> [Challenges]:
[1] In the PHP mailing-list email, why does Johannes say a benchmark should reflect parallel PHP processes? Answer in one to three sentences.
[2] Pick up the PHP mailing-list email right after its last line and keep writing.

> [Passage to read]:
════════
Hi Johannes,
thanks for the answer,
-----Message d'origine-----
De : Johannes Schlüter [mailto:[email protected]]
Envoyé : vendredi 27 novembre 2015 14:42
À : Pascal KISSIAN
Cc : [email protected]
Objet : Re: [PHP-DEV] Proof of Concept : 3.5x and more Performance Boost for
php7 using 4 cores
>Your test runs a single PHP process. Mind that in a typical deployment on a
>server you have quite a few parallel PHP processes already competing for time
>on the CPU (when not >waiting for IO) a benchmark should reflect that.
You can see at
http://poc.yakpro.com/?php7_performance_boost_parallel_computing ,
in the " Faq: Is it usefull on a heavy traffic web site? " section, a
graph that answers partially your question.
>For in_array I'm assuming that often either one or no match exist, thus in
>average the old algorithm has to process half the elements in average. With
>that form of parallelization it >will process C/(N -1) + C/2N elements where C
>is the count of elements and N the number of cores, so in total need more CPU.
════════
> [Information given]:
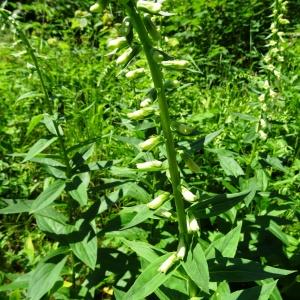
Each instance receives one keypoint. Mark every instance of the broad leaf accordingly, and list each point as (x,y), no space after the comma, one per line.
(44,276)
(38,147)
(215,205)
(86,249)
(143,213)
(50,194)
(242,270)
(16,206)
(196,267)
(230,166)
(259,292)
(226,245)
(149,280)
(21,282)
(78,188)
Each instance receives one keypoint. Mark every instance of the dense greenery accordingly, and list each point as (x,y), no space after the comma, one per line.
(216,94)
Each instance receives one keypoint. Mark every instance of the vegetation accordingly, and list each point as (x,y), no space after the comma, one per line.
(149,149)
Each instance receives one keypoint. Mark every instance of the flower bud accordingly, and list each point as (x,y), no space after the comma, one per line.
(277,74)
(270,67)
(188,195)
(149,165)
(165,214)
(146,102)
(272,43)
(280,58)
(283,21)
(149,143)
(168,263)
(151,28)
(135,73)
(127,55)
(116,43)
(266,85)
(95,8)
(262,97)
(263,136)
(263,123)
(148,6)
(171,84)
(175,64)
(140,113)
(158,201)
(273,94)
(192,224)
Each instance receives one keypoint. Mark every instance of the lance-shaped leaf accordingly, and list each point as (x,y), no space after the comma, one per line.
(51,193)
(226,245)
(196,267)
(215,205)
(149,280)
(46,274)
(242,270)
(15,206)
(38,147)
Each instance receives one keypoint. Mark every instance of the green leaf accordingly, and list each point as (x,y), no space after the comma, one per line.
(211,136)
(86,250)
(242,270)
(196,267)
(44,276)
(78,188)
(50,220)
(52,192)
(286,239)
(259,292)
(222,292)
(38,147)
(21,282)
(142,249)
(149,280)
(143,213)
(33,123)
(16,206)
(136,192)
(226,245)
(215,205)
(230,166)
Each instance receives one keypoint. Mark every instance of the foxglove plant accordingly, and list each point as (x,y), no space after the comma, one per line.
(189,261)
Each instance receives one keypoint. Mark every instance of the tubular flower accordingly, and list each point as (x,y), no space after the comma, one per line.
(192,225)
(146,102)
(125,56)
(135,73)
(95,7)
(149,165)
(175,64)
(188,195)
(150,143)
(148,6)
(140,113)
(116,43)
(262,97)
(158,201)
(181,250)
(168,263)
(263,136)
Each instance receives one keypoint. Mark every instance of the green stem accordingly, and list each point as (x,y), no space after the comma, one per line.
(157,78)
(47,99)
════════
> [Response list]:
[1] A typical server deployment already runs quite a few PHP processes in parallel. Those processes compete for time on the CPU whenever they aren't waiting for IO, so a test that runs a single PHP process doesn't match real conditions.

[2]
>(might be wrong)
In the new algorithm, each core processes C/2N elements in parallel,
and when one core has found a result, the process is stopped for the other
cores...
so the average cpu need is C/2N * N so exactly the same C/2.
>So please run tests with a "typical" application (like wordpress or
>such) in a more typical environment.
Do you know a real application that is executing only array_sum() or
in_array() functions?
If the time of those functions represent only 0.5% of global run time,
we will just speed-up those 0.5%....
I have not rewritten all php in parallel...
I just did a "Proof of Concept", to be sure that it is possible to run
some php functions in parallel, and this in less time.
And I hope that many people will be interested to start thinking
parallel in php, as the next speed improvements in hardware will be the
multiplication of cores in a cpu.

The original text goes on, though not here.